[Start INPUT FOR THIS TASK]
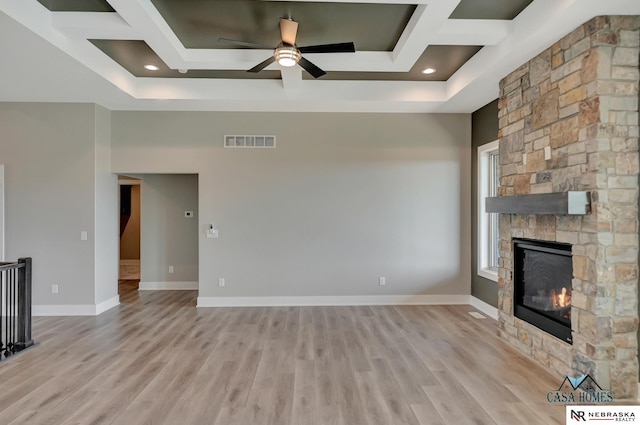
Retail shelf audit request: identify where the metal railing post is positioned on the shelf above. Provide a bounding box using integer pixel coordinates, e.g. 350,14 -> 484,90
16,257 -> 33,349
[End INPUT FOR THIS TASK]
[Start INPUT FOR THIS TASK]
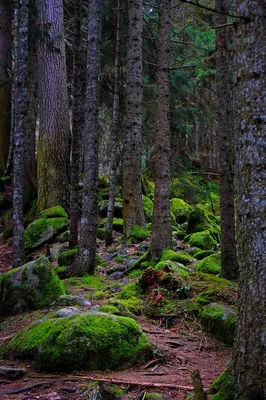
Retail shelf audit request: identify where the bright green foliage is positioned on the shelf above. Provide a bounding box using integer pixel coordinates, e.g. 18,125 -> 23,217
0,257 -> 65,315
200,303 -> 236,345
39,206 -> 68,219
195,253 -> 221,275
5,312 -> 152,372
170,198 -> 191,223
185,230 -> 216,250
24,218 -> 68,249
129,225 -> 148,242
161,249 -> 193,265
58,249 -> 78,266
[End INPUT FOR THIS TASK]
### REQUIRED TASK
Copy everything from the line containing "Retail shelf audit request: identify where the metal" down to the line containing "16,257 -> 33,349", both of those lines included, character for character.

### PROBLEM SOLUTION
Retail shelf audit request: identify where the metal railing post is positioned on the shelf above. Provide a bounding box using integer pixel coordinates, e.g. 350,14 -> 484,90
16,257 -> 33,349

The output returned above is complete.